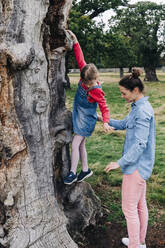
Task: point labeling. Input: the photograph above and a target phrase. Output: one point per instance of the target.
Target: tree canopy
(135, 36)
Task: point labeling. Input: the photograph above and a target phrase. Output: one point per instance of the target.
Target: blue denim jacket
(84, 115)
(139, 145)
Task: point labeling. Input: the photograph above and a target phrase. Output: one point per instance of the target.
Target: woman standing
(137, 160)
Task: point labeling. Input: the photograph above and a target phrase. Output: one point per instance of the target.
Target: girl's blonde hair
(89, 72)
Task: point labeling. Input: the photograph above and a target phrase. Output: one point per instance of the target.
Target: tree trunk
(36, 129)
(150, 74)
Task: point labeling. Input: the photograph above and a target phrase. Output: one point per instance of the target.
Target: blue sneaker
(83, 175)
(70, 178)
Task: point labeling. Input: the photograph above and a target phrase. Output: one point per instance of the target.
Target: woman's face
(129, 96)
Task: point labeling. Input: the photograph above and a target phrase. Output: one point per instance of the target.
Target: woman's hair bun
(136, 72)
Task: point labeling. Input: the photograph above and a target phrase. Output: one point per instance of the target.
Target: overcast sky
(106, 15)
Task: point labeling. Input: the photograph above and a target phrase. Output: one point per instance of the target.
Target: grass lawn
(103, 148)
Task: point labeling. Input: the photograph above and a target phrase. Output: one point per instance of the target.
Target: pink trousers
(134, 208)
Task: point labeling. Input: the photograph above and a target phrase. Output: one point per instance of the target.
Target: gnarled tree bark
(36, 129)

**WHAT YOU SHOULD DO**
Rewrite all of the lines above, changing every "photograph" to "image" and leaving everything else the same. Omit the pictures from your answer.

**TASK OUTPUT**
Task: point labeling. Input: the image above and a target phrase. Output: one point per instance of the target.
Target: tree canopy
(135, 36)
Task: point labeling. Input: the image above and a target phrase. Output: one point per instance of the target.
Target: blue denim jacket
(84, 115)
(139, 145)
Task: point labeling. Input: the image above and a target phrase. Output: one point per instance of the target.
Target: woman standing
(137, 160)
Task: point labeling. Input: the image above and a target phrase. Output: one point per instance of the target.
Target: girl's blonde hair
(89, 72)
Task: point labeling. Input: the image above and a target phrase. Output: one point per instance of the target.
Target: tree trunk
(36, 129)
(150, 74)
Task: point labeling. Input: the image above and a target phrase. Output: one point per instance of the target.
Target: blue sneaker
(83, 175)
(70, 178)
Task: point labeling. Input: the image above and a target phrase. Output: one point per instance of the target.
Target: woman's face
(129, 96)
Task: point labeling. Input: the image above and a target phrase. Output: one point per instance of the target.
Target: woman's hair bun
(136, 72)
Task: point labeling. Input: the image above and a target phrase. Output: one point per instance of the target.
Target: overcast sky
(106, 15)
Task: point labeling. Input: the image above and a target phrase. Output: one point per instance of the target.
Target: grass lawn
(103, 148)
Task: point labeling. Input: the image above and a target phrase. Output: one point per instance of the target.
Target: pink trousers
(134, 208)
Task: point labeling. Input: the image above and a target phrase. Output: one point per instance of the target.
Target: gnarled tree bark
(36, 129)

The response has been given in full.